'''

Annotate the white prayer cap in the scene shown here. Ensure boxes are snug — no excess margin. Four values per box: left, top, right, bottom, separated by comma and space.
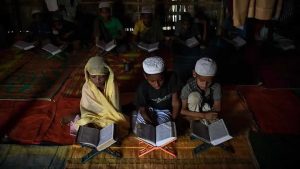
195, 57, 217, 76
31, 9, 41, 16
86, 56, 109, 75
143, 56, 165, 74
141, 6, 153, 14
98, 1, 111, 9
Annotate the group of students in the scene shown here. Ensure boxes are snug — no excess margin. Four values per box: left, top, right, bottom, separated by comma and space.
96, 1, 206, 52
26, 1, 83, 53
69, 55, 221, 139
94, 2, 165, 52
26, 0, 206, 57
95, 1, 207, 83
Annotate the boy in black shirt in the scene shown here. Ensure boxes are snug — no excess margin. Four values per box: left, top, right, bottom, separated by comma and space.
134, 56, 181, 127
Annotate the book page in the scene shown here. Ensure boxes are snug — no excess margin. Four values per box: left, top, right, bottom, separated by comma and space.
148, 42, 159, 52
105, 40, 117, 52
185, 37, 199, 48
137, 42, 148, 51
138, 42, 159, 52
156, 121, 177, 146
191, 121, 210, 143
232, 36, 246, 47
208, 119, 232, 145
97, 123, 116, 151
136, 123, 156, 146
42, 43, 61, 55
14, 41, 35, 50
96, 41, 105, 49
76, 126, 100, 148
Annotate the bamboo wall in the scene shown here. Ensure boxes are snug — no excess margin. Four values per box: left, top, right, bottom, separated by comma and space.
1, 0, 223, 33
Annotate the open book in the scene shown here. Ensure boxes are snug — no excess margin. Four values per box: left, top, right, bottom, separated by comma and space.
191, 119, 232, 146
137, 42, 159, 52
96, 40, 117, 52
232, 36, 247, 48
135, 121, 177, 147
185, 37, 199, 48
76, 123, 117, 151
42, 43, 62, 55
14, 41, 35, 50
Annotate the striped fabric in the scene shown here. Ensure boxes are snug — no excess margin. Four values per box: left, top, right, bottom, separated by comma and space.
136, 107, 171, 125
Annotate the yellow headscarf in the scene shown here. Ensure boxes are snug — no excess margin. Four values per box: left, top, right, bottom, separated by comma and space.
76, 56, 129, 137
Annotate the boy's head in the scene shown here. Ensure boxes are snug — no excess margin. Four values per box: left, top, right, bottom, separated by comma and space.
141, 6, 153, 27
98, 1, 111, 20
52, 12, 63, 29
193, 57, 217, 91
85, 56, 109, 88
143, 56, 165, 90
180, 12, 193, 32
31, 9, 42, 21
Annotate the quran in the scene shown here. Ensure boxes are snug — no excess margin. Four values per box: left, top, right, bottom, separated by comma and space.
135, 121, 177, 147
76, 123, 117, 151
191, 119, 232, 146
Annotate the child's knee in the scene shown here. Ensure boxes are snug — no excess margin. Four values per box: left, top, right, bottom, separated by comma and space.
187, 92, 203, 112
188, 92, 202, 105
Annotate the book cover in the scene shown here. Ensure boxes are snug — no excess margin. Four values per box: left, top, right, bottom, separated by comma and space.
14, 41, 35, 50
135, 121, 177, 147
76, 123, 117, 151
137, 42, 159, 52
96, 40, 117, 52
191, 119, 232, 146
42, 43, 62, 55
185, 37, 199, 48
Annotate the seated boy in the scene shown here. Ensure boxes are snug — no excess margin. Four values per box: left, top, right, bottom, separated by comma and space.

'''

▶ [Task details]: Everything from the line with "Annotate the quran" to the last line of the data is what to return, word for word; leave out the rest.

▶ [Result of the exercise]:
Annotate the quran in the scene shown here. Ensure boxes are snug — no excess margin. Four values per box: left, top, right, bottom, separated by comma and space.
135, 121, 177, 147
76, 123, 117, 151
191, 119, 232, 146
Annotate the child's knee in the scene shown here. Ensure boxes are snug — no excess margin. Four values per box: left, top, right, bottom, separated by comma and space.
187, 92, 203, 112
188, 92, 202, 105
Annotate the book cover in the scene shown here. Ensure boxes are snug — no excess margin. Four values per box: left, top, right, bottom, separated by comma and space.
14, 41, 35, 50
135, 121, 177, 147
76, 123, 117, 151
137, 42, 159, 52
96, 40, 117, 52
191, 119, 232, 146
42, 43, 62, 55
185, 37, 199, 48
Annotate the seated boy in the scene shown here. Ensure boxes are snug — no excess margin. Four values per box: left, top, right, bottom, separated by comma and space.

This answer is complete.